Exercise description: Give again, word for word, every line in the entries below from the line with "Target: oven door" up to and including the line with "[(564, 339), (83, 332)]", and no other line.
──────
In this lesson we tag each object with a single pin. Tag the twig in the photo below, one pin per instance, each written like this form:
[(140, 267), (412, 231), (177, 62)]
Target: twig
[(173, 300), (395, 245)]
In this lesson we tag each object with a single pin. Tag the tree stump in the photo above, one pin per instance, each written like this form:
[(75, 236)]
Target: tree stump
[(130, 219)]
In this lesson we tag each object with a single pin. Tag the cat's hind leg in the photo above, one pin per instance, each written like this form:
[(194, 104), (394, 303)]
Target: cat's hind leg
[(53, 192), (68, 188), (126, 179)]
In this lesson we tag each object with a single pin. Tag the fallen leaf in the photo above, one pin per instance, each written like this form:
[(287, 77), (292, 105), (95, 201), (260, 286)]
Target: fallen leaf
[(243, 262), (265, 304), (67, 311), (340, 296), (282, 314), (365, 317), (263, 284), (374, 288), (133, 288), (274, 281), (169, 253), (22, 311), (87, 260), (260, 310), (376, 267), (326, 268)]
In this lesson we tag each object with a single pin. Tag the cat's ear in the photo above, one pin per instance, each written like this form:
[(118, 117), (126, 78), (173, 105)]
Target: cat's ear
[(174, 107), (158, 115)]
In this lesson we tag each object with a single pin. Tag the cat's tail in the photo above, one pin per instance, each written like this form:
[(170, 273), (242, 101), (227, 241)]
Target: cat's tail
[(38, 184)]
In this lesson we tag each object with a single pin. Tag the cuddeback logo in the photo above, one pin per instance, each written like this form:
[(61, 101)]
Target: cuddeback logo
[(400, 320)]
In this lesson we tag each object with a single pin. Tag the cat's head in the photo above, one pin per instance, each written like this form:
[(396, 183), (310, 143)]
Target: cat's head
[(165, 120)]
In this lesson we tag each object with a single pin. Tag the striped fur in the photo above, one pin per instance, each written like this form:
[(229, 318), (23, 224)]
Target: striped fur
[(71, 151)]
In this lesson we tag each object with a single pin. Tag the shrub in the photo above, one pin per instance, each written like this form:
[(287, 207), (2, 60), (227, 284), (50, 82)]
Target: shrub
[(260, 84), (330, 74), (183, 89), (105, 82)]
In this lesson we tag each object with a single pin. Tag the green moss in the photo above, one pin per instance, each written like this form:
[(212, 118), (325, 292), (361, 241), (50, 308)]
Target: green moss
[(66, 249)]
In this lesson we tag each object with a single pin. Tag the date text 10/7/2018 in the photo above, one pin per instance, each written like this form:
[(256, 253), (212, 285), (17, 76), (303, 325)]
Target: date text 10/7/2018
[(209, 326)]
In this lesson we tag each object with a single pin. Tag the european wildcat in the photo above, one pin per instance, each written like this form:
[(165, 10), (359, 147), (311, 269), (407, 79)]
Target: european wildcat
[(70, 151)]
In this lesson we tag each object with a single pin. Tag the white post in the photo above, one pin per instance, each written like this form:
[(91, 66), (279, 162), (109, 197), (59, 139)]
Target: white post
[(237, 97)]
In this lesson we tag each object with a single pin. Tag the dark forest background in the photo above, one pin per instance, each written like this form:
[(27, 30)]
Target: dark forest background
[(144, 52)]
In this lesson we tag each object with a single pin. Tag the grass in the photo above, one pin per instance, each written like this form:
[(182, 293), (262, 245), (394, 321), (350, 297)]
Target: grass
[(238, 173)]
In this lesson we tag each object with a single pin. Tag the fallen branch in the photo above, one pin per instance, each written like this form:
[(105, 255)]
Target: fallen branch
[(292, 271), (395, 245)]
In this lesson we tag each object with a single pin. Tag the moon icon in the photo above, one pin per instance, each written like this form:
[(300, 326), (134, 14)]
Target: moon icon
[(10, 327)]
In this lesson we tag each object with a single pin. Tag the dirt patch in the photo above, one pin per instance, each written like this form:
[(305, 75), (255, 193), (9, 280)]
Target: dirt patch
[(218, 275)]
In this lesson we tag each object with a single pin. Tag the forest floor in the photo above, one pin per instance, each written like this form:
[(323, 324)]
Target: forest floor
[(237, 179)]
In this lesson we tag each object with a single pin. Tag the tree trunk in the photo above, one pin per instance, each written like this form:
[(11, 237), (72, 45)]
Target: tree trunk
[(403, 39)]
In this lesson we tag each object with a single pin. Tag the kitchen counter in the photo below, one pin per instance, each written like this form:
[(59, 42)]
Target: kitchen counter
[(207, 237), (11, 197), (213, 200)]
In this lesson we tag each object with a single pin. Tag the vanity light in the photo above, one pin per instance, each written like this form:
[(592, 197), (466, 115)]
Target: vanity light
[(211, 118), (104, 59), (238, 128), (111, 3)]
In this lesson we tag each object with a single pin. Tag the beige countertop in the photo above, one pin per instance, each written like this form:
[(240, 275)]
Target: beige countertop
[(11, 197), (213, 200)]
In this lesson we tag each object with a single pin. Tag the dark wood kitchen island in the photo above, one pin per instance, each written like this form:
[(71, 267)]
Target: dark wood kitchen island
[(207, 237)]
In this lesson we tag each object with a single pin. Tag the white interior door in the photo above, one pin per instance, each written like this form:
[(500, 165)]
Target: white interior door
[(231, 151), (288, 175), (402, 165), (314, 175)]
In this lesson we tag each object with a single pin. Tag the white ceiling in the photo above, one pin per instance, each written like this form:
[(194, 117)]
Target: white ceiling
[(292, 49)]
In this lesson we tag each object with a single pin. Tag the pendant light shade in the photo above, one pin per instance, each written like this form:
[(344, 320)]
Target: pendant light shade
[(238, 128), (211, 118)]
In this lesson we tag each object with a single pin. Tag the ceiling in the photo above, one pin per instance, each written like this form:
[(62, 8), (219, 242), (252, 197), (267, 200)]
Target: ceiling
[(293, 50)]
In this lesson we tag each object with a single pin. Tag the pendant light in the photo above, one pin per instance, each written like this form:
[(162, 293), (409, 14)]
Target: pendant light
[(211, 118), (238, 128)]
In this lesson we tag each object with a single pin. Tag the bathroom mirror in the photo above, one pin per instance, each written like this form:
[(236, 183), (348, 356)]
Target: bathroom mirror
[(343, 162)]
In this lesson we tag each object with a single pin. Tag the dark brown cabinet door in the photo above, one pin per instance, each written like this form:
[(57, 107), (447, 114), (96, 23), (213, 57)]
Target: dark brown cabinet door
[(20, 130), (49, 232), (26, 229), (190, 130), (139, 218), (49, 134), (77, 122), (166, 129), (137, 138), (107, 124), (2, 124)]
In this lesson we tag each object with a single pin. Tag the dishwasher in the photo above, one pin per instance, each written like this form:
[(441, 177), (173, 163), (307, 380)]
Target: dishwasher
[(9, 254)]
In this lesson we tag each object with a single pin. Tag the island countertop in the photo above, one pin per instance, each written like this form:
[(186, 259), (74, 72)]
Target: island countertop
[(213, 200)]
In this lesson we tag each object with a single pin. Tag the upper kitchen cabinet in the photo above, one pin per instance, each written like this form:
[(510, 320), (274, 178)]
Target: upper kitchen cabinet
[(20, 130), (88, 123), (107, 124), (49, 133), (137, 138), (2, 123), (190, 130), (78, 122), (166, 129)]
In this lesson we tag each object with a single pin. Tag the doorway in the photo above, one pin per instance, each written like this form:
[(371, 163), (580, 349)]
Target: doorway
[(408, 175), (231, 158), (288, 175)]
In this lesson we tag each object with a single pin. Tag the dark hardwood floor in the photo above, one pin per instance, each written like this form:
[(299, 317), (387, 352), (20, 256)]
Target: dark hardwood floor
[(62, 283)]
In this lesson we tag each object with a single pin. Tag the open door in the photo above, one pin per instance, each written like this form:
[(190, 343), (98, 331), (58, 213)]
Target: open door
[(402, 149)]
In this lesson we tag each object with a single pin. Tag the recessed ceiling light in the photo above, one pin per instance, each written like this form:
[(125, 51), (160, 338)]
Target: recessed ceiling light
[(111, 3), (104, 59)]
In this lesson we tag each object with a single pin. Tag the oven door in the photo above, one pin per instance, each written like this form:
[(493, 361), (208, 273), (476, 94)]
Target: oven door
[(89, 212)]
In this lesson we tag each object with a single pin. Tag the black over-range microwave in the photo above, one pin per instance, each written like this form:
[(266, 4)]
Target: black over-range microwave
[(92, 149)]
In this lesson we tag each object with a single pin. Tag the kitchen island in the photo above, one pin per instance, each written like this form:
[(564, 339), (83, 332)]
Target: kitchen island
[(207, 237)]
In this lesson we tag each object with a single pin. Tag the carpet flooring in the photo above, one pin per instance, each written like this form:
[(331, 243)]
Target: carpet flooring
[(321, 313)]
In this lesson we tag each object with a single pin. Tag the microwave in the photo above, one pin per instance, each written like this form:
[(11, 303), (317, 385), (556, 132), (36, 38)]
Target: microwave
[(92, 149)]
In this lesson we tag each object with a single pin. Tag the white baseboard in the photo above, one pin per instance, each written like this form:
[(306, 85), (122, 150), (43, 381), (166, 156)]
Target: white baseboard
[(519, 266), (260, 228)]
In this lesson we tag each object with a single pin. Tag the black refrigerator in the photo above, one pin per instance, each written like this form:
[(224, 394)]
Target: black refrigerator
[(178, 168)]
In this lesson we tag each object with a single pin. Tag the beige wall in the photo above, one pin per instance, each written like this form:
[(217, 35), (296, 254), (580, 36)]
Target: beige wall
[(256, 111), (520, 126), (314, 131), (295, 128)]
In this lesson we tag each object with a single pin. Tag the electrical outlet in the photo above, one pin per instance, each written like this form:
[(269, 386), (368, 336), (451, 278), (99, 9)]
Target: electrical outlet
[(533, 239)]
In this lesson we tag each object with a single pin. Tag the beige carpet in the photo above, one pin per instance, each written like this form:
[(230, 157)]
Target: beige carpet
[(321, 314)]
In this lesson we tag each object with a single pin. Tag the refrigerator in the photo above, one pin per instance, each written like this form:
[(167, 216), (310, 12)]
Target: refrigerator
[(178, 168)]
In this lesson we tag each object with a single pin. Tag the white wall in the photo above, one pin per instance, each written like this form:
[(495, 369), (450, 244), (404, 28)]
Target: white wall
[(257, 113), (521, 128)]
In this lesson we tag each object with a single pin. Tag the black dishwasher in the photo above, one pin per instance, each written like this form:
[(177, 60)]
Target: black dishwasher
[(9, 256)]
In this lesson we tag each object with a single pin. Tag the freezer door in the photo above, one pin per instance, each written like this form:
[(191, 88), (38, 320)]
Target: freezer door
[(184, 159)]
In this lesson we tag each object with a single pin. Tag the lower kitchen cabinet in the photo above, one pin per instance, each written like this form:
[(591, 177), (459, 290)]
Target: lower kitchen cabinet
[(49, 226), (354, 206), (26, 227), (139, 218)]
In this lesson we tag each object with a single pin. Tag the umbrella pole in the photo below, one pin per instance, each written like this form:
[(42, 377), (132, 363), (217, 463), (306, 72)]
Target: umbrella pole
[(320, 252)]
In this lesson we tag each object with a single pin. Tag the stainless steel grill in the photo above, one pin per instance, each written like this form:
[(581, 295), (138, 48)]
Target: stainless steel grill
──────
Result:
Target: oven door
[(89, 212)]
In this lesson we tag each object with a single pin. Tag the black over-range microwave in the photo above, one pin per instance, each written like this form:
[(266, 4)]
Target: black over-range microwave
[(92, 149)]
In this lesson we tag each object with a single pin. Tag the kitchen island in the photo above, one pin per instance, each written like this form:
[(564, 339), (83, 332)]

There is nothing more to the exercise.